Please write out exactly the lines that begin at the line containing "Could you kindly segment every instance of the green lake" and run to the end of the records.

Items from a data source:
>>
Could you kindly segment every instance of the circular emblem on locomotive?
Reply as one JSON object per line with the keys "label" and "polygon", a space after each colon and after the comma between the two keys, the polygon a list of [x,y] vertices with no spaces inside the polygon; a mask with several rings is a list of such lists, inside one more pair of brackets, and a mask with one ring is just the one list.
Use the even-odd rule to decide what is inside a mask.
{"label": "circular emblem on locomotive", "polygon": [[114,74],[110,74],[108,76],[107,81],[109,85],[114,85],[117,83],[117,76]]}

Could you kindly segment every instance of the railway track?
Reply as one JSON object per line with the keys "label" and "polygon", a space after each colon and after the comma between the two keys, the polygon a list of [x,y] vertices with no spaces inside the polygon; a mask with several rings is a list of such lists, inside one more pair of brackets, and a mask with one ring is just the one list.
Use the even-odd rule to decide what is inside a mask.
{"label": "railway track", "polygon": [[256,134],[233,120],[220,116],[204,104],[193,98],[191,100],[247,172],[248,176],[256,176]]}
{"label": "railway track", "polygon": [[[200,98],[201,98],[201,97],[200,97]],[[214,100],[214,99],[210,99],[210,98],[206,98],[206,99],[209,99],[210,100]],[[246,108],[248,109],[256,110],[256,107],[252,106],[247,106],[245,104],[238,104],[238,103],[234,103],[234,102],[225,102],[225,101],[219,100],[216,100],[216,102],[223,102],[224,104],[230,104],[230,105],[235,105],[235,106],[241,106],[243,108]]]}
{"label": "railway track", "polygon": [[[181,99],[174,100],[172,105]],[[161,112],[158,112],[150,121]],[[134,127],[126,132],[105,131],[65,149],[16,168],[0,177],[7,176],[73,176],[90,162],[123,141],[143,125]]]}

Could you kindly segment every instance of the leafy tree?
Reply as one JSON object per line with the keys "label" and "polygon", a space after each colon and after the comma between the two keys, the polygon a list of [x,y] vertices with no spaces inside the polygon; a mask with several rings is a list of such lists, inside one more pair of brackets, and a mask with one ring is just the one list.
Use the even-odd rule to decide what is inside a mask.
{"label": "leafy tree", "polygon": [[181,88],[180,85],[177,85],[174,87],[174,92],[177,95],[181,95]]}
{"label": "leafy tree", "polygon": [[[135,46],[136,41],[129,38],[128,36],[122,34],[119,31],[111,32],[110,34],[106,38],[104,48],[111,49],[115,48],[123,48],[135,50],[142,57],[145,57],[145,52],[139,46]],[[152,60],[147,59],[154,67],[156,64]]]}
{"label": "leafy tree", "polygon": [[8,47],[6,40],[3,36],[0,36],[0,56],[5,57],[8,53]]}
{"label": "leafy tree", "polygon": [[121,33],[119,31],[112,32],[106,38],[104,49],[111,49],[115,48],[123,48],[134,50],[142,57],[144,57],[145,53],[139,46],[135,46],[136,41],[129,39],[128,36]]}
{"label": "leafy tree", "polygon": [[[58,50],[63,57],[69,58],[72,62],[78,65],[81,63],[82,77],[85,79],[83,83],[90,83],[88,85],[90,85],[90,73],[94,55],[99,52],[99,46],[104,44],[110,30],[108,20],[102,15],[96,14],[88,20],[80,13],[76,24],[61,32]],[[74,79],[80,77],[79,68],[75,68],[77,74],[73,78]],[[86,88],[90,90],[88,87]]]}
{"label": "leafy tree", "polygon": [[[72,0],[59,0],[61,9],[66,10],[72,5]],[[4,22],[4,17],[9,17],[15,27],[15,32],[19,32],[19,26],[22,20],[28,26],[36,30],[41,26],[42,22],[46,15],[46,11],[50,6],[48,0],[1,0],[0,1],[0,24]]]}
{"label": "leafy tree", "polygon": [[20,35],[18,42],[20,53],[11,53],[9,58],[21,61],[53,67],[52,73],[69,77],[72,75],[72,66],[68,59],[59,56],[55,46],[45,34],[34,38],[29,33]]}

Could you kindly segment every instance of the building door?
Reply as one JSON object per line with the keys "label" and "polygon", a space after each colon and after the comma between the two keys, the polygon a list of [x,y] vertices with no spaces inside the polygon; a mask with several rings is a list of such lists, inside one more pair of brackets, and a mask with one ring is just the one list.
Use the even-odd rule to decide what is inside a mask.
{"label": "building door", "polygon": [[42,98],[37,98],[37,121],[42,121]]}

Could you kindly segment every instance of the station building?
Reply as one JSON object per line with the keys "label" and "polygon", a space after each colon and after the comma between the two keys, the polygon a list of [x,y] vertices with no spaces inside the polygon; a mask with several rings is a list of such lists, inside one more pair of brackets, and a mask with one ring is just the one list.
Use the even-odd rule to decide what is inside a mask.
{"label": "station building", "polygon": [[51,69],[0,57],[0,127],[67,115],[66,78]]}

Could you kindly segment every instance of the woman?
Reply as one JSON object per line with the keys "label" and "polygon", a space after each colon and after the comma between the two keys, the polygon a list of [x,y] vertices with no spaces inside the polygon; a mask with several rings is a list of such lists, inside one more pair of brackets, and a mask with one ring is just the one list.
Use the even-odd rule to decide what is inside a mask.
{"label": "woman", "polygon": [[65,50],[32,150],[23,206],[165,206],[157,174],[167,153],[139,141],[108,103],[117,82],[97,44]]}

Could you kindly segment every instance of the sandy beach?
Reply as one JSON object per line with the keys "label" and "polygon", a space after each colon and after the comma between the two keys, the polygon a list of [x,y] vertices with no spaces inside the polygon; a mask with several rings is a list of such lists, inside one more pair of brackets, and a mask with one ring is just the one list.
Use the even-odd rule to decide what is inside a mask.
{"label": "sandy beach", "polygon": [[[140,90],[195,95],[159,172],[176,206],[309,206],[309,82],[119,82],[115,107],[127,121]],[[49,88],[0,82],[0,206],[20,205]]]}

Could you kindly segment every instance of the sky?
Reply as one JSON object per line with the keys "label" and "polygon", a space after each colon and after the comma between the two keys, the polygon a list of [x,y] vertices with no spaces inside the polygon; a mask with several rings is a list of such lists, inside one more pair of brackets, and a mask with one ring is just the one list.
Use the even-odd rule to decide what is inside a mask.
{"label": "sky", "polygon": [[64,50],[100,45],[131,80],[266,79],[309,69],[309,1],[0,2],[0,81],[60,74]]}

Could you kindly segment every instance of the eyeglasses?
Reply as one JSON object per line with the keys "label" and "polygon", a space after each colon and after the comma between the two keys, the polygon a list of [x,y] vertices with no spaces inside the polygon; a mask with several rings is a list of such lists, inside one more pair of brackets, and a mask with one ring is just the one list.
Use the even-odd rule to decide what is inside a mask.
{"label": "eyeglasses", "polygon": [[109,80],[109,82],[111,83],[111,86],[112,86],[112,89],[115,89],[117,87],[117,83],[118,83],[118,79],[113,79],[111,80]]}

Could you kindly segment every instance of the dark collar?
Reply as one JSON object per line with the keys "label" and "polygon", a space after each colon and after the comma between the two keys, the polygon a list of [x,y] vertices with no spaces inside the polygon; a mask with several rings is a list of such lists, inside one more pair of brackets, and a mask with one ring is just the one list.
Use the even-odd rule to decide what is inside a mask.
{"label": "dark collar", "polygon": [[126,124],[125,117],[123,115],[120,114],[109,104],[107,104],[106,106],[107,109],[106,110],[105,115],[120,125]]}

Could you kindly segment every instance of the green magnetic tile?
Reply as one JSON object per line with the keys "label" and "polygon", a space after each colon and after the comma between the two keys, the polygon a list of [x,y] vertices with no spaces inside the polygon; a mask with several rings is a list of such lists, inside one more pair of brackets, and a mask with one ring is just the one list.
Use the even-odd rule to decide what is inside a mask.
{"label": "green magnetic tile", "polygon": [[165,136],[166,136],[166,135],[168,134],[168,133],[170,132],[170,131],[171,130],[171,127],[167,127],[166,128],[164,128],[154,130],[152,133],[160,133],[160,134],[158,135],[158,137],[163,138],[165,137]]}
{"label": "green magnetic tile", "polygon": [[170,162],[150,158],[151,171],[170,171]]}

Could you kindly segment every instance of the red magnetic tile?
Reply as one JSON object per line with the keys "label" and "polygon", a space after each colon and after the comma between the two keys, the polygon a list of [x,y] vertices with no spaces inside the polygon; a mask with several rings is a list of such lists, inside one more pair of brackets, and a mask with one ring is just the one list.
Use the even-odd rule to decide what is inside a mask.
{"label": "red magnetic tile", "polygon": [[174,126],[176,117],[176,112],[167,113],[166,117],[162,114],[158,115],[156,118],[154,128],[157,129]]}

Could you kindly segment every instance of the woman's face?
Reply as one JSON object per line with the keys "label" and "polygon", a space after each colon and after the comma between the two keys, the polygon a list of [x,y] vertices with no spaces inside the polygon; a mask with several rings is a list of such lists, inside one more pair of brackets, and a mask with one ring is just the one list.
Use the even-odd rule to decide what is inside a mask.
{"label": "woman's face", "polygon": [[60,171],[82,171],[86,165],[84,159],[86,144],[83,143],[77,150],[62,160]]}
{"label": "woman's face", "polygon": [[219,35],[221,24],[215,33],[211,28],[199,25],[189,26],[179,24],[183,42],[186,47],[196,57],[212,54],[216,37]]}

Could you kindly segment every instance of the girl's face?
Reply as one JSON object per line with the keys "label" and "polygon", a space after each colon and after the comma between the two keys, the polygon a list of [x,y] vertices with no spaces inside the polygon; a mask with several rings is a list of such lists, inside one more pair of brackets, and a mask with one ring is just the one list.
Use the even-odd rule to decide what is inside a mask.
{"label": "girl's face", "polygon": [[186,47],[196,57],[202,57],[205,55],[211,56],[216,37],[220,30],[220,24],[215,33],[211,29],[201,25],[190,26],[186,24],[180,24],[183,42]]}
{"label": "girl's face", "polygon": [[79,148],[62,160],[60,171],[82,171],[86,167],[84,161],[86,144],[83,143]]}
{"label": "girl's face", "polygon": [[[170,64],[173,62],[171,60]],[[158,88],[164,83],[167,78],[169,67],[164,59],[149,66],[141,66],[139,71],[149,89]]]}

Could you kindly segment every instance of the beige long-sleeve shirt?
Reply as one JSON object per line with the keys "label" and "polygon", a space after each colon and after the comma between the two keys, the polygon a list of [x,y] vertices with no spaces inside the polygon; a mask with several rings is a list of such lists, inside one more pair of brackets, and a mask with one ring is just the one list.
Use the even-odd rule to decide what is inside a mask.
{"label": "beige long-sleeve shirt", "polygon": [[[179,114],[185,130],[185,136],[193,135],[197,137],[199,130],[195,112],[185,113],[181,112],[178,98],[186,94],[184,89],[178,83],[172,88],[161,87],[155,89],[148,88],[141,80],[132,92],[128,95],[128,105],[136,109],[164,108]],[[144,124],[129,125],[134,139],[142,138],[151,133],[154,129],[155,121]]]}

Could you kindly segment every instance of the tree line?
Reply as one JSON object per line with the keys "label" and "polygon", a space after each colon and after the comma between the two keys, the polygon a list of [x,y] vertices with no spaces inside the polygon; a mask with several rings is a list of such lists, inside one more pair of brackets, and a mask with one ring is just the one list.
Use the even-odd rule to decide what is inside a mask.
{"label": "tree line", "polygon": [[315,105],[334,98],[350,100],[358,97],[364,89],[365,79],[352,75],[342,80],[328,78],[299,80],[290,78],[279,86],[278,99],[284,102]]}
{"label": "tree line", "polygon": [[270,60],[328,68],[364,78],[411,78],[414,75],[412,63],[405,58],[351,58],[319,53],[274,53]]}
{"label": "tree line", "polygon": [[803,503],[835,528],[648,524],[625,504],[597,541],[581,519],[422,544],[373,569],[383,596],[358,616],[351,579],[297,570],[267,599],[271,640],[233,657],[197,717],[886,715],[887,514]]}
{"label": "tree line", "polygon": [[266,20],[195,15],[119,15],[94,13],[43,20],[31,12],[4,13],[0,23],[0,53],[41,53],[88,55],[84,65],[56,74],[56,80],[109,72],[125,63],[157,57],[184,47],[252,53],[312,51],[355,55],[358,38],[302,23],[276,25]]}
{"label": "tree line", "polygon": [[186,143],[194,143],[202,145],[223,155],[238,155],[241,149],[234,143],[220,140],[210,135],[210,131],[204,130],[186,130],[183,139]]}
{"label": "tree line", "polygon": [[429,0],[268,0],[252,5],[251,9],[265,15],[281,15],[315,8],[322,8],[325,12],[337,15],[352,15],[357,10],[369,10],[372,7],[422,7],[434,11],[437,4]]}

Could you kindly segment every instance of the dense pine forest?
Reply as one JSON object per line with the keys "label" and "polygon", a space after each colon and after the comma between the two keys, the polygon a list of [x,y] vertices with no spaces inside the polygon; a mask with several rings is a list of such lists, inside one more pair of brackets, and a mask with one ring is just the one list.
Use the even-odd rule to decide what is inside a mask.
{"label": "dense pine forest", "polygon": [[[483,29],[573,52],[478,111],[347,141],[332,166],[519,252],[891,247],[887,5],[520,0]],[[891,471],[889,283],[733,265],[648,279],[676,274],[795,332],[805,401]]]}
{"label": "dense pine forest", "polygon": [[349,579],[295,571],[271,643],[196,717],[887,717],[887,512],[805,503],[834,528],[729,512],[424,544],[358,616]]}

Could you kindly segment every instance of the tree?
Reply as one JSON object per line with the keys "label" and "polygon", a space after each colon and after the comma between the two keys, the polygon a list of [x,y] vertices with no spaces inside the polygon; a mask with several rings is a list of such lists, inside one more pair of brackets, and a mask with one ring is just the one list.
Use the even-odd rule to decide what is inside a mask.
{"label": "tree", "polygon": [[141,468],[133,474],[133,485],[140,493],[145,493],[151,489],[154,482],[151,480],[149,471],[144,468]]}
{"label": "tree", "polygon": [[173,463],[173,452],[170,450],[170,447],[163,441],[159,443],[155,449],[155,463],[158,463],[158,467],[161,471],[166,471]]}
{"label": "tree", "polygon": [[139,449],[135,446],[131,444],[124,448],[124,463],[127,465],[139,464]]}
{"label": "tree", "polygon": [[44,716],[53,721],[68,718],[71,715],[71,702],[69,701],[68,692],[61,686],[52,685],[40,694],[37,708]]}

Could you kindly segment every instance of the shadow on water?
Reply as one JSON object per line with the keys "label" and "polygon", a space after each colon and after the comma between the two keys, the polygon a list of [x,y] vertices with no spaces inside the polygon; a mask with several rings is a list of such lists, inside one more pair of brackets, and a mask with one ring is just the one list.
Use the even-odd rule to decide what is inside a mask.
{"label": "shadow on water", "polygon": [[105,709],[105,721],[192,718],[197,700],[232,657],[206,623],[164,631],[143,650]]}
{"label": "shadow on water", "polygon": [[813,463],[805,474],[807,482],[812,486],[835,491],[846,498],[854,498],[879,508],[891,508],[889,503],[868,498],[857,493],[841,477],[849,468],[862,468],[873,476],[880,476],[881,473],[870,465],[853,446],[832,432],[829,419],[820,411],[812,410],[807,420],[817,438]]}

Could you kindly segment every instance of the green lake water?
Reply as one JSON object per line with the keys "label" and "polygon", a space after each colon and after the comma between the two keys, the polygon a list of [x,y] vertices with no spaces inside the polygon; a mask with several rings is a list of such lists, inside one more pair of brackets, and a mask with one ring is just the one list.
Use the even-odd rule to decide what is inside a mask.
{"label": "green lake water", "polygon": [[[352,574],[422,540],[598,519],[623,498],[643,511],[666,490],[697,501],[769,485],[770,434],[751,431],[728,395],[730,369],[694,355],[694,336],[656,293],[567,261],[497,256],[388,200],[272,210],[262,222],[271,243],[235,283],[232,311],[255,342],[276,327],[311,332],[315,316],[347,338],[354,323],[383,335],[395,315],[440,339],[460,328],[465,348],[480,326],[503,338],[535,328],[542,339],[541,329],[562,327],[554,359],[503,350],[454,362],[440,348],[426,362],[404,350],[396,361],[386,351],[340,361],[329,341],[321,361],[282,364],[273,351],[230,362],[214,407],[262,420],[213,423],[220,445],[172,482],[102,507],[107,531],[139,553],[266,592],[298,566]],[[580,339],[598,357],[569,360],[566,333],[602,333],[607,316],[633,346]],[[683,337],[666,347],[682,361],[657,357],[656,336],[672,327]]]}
<<
Written solution:
Could you kindly segment every instance of the green lake water?
Reply as one JSON object per line with the keys "label" and "polygon", a space after each colon and after the comma between the two keys, the polygon a list of [x,y] vertices with no spaces inside the polygon; a mask with several rings is a list of such lists, inside one more pair of brackets, and a mask with one ring is just the one list.
Use the even-odd rule to decide what is inside a mask.
{"label": "green lake water", "polygon": [[[352,574],[422,540],[598,519],[623,498],[643,511],[666,490],[697,501],[769,485],[770,434],[751,431],[728,395],[730,369],[694,355],[694,336],[656,293],[567,261],[497,256],[388,200],[272,210],[262,222],[271,243],[235,283],[232,311],[255,342],[276,327],[311,332],[315,316],[347,338],[354,323],[383,335],[395,315],[440,339],[460,328],[465,348],[480,326],[503,338],[535,328],[542,339],[541,329],[562,327],[554,359],[503,350],[454,362],[440,348],[426,362],[404,350],[396,361],[386,351],[340,361],[329,341],[321,361],[282,364],[273,351],[230,362],[214,407],[262,420],[213,423],[220,445],[172,482],[102,507],[107,531],[139,553],[266,592],[298,566]],[[580,339],[598,357],[569,360],[566,333],[602,333],[607,316],[633,346]],[[683,337],[666,347],[682,361],[657,357],[656,336],[672,327]]]}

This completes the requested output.